§ Exercise goal: The records below need to be restated word for word.

────────────────

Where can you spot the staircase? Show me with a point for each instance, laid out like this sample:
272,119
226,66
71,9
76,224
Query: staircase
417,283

────────────────

§ Task solution:
Where can you spot the staircase? Show me with a point for each instance, laid out like this sample:
272,119
226,66
71,9
76,224
Query: staircase
417,283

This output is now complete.